Das geschieht, weil das Gift aus dem Bakterium dem Gewebe den Sauerstoff nimmt. Die Folge ist das Absterben der Haut, der Unterhaut und der Faszien im Bindegewebe. Das infizierte Gewebe muss chirurgisch und vollständig entfernt werden, um die Infektion aufzuhalten. Zusätzlich können Antibiotika eingesetzt werden, um die Bakterien zu bekämpfen. Dafür muss aber zuerst herausgefunden werden, um was für Bakterien es sich handelt und vor allem müssen der Arzt oder die Ärztin überhaupt erkennen, dass es sich bei der Erkrankung um nekrotisierende Fasziitis handelt.

Fleischfressende Bakterien: Kolibakterien, Clostridien und Klebsiella

Eindeutige Anzeichen für eine solche Erkrankung sind, dass die infizierte Hautstelle heiß und rot wird und sichtbar Blasen entwickelt. Bei der Behandlung hilft auch die direkte Zufuhr von Sauerstoff, da die beteiligten Bakterien meist anaerob leben – das heißt, sie bevorzugen eine sauerstoffarme Atmosphäre und sterben beim Kontakt mit Sauerstoff. Dazu gehören auch Kolibakterien, Clostridien oder Klebsiella.

Ein weiteres Bakterium ist Clostridium perfringens. Es gilt als der häufigste Erreger von so genanntem Gasbrand. Meist ausgelöst durch Verletzungen entwickelt sich ein sauerstoffarmes Milieu im Gewebe, in dem sich die Bakterien vermehren können. Clostridium perfringens kommt im Erdboden vor, aber auch in Wasser, Staub, Lebensmitteln und im menschlichen Darm. Kommt es zum Gasbrand im Gewebe, kann die Infektion heutzutage durch Antibiotika und chirurgische Versorgung zumeist gestoppt werden.

Kein Impfstoff

Eine allgemeine Impfung gegen nekrotisierende Fasziitis gibt es bisher nicht. Der Grund: Ein solches Mittel würde nicht gegen alle Bakterienstämme schützen, die diese Krankheit auslösen können. Woran gearbeitet wird, ist eine Impfung gegen A-Streptokokken, da diese Bakterienart verschiedene Krankheiten auslösen kann – vor allem bei Säuglingen und Kindern im Alter von einem bis zehn Jahren.

Das Robert-Koch-Institut hat erst im Dezember 2022 von einer Zunahme von Infektionen durch invasive A-Streptokokken berichtet – vor allem in Frankreich, Irland, den Niederlanden, Schweden und dem Vereinigten Königreich.

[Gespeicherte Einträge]
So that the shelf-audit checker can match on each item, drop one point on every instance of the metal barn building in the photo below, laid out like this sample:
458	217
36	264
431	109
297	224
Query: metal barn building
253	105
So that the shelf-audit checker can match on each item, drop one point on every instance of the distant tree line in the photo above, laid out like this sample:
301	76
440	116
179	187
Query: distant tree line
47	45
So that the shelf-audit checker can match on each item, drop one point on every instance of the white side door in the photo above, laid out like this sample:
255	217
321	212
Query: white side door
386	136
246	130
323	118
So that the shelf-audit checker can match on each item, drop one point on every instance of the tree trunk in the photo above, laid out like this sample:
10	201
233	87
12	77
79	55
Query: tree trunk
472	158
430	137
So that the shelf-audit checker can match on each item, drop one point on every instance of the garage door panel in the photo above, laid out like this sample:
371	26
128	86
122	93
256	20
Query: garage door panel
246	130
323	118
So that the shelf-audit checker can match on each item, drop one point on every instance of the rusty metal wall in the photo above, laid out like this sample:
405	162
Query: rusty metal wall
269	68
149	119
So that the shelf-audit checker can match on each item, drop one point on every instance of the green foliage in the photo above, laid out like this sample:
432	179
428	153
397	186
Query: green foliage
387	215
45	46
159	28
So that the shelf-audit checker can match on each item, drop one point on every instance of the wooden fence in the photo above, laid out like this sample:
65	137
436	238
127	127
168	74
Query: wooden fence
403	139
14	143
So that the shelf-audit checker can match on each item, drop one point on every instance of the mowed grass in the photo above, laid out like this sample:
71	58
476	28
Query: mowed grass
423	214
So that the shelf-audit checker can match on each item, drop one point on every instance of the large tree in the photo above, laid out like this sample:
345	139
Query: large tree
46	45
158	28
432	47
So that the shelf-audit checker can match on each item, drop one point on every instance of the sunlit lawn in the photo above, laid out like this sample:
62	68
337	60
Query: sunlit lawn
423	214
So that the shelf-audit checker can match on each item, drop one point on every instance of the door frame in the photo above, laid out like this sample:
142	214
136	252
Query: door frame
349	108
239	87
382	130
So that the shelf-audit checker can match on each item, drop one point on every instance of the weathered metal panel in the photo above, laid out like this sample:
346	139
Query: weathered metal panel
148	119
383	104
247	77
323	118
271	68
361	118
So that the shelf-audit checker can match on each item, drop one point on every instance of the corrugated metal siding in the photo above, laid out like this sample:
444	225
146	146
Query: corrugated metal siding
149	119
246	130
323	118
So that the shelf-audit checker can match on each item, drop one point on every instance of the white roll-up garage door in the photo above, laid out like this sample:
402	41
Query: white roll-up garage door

Zu erledigende Aufgaben:
A) Stimmen diese Aussagen mit dem Text über nekrotisierende Fasziitis überein: (i) Clostridium perfringens kommt auch im menschlichen Darm vor, (ii) gegen nekrotisierende Fasziitis gibt es bereits eine allgemeine Impfung, (iii) die beteiligten Bakterien bevorzugen meist eine sauerstoffreiche Umgebung? Beantworten Sie jede Aussage mit Ja oder Nein und zitieren Sie die entscheidenden Worte des Textes wörtlich.
B) Schreiben Sie aus dem Text über nekrotisierende Fasziitis die Stelle zwischen „Ein weiteres Bakterium“ und „bis zehn Jahren.“ einschließlich ab.
Die Datensätze werden hier nicht benötigt.

Ergebnisse der Übung:
A)
(i) Ja: „Clostridium perfringens kommt im Erdboden vor, aber auch in Wasser, Staub, Lebensmitteln und im menschlichen Darm.“
(ii) Nein: „Eine allgemeine Impfung gegen nekrotisierende Fasziitis gibt es bisher nicht.“
(iii) Nein: „sie bevorzugen eine sauerstoffarme Atmosphäre und sterben beim Kontakt mit Sauerstoff“

B)
Ein weiteres Bakterium ist Clostridium perfringens. Es gilt als der häufigste Erreger von so genanntem Gasbrand. Meist ausgelöst durch Verletzungen entwickelt sich ein sauerstoffarmes Milieu im Gewebe, in dem sich die Bakterien vermehren können. Clostridium perfringens kommt im Erdboden vor, aber auch in Wasser, Staub, Lebensmitteln und im menschlichen Darm. Kommt es zum Gasbrand im Gewebe, kann die Infektion heutzutage durch Antibiotika und chirurgische Versorgung zumeist gestoppt werden.

Kein Impfstoff

Eine allgemeine Impfung gegen nekrotisierende Fasziitis gibt es bisher nicht. Der Grund: Ein solches Mittel würde nicht gegen alle Bakterienstämme schützen, die diese Krankheit auslösen können. Woran gearbeitet wird, ist eine Impfung gegen A-Streptokokken, da diese Bakterienart verschiedene Krankheiten auslösen kann – vor allem bei Säuglingen und Kindern im Alter von einem bis zehn Jahren.